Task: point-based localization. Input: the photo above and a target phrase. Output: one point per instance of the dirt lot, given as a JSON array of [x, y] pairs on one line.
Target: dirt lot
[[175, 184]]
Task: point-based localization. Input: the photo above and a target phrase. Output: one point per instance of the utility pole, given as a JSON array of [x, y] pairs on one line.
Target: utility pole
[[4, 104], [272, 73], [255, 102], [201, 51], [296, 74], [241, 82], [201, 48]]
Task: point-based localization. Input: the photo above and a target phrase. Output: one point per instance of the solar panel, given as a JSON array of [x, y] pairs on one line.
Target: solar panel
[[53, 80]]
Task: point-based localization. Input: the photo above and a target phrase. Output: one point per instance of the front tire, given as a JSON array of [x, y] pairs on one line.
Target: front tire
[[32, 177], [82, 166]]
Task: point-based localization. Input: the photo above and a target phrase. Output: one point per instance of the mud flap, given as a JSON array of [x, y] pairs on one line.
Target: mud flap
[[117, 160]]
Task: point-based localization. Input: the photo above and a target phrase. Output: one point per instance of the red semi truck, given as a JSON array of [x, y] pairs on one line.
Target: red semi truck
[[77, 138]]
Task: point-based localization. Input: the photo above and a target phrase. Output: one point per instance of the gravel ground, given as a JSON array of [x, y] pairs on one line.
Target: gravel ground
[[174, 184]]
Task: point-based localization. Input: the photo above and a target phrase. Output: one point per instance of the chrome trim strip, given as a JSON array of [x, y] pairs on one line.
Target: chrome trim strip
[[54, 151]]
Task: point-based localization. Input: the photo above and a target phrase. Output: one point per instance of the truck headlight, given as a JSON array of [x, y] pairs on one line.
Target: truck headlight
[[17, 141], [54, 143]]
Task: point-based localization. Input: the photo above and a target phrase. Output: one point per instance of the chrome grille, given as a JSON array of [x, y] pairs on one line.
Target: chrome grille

....................

- Given request -
Arrange every line of the data above into a two-column Markdown table, with the columns Row and Line. Number the rows in order and omit any blank lines.

- The result -
| Row | Line |
|---|---|
| 1 | Task: point-based localization. Input: the photo above and a target phrase. Output: one point per instance of the dirt lot, given as a JSON array of [x, y] pairs on one line. |
| 2 | Target: dirt lot |
| 3 | [[175, 184]] |
| 4 | Task: point-based localization. Input: the photo above and a target phrase. Output: one point per instance of the utility pole, given as a JSON array of [x, y] pairs on one line. |
| 5 | Target: utility pole |
| 6 | [[4, 104], [272, 73], [255, 102], [201, 51], [296, 74], [241, 82], [201, 48]] |
| 7 | Task: point-based localization. Input: the photo above and a target phrase. Output: one point per instance of the solar panel, given as a JSON array of [x, y] pairs on one line. |
| 8 | Target: solar panel |
| 9 | [[53, 80]] |
| 10 | Task: point-based localization. Input: the photo above and a target phrase. Output: one point per instance of the front tire, given as a JSON array of [x, y] pairs on one line. |
| 11 | Target: front tire |
| 12 | [[32, 177], [82, 166]] |
| 13 | Task: point-based localization. Input: the photo above and a target phrase. Output: one point per instance of the mud flap, given as a JSON array of [x, y] pairs on one line. |
| 14 | Target: mud flap |
| 15 | [[117, 160]] |
| 16 | Task: point-based localization. Input: the photo above and a target phrase. Output: one point per instance of the red semi truck, given as a JSON array of [x, y] pairs on one line. |
| 17 | Target: red semi truck |
| 18 | [[77, 138]] |
| 19 | Task: point-based localization. Input: the photo above and a target phrase. Output: one point per instance of the gravel ground, given as a JSON array of [x, y] pairs on one line. |
| 20 | Target: gravel ground |
| 21 | [[174, 184]] |
| 22 | Task: point-based localization. Input: the photo above and a target phrase. Output: one point per instance of the chrome trim strip, given as a JSON array of [x, y] pairs on one line. |
| 23 | Target: chrome trim strip |
| 24 | [[54, 151]] |
| 25 | Task: point-based localization. Input: the photo above and a target phrase. Output: one point per instance of the truck headlight, given as a JSON array of [x, y] pairs on one line. |
| 26 | Target: truck headlight |
| 27 | [[17, 141], [54, 143]] |
| 28 | Task: point-based localization. Input: the photo above and a target phrase. Output: one point per instance of the chrome grille, given as a JSON array of [x, y] pairs on one line. |
| 29 | Target: chrome grille |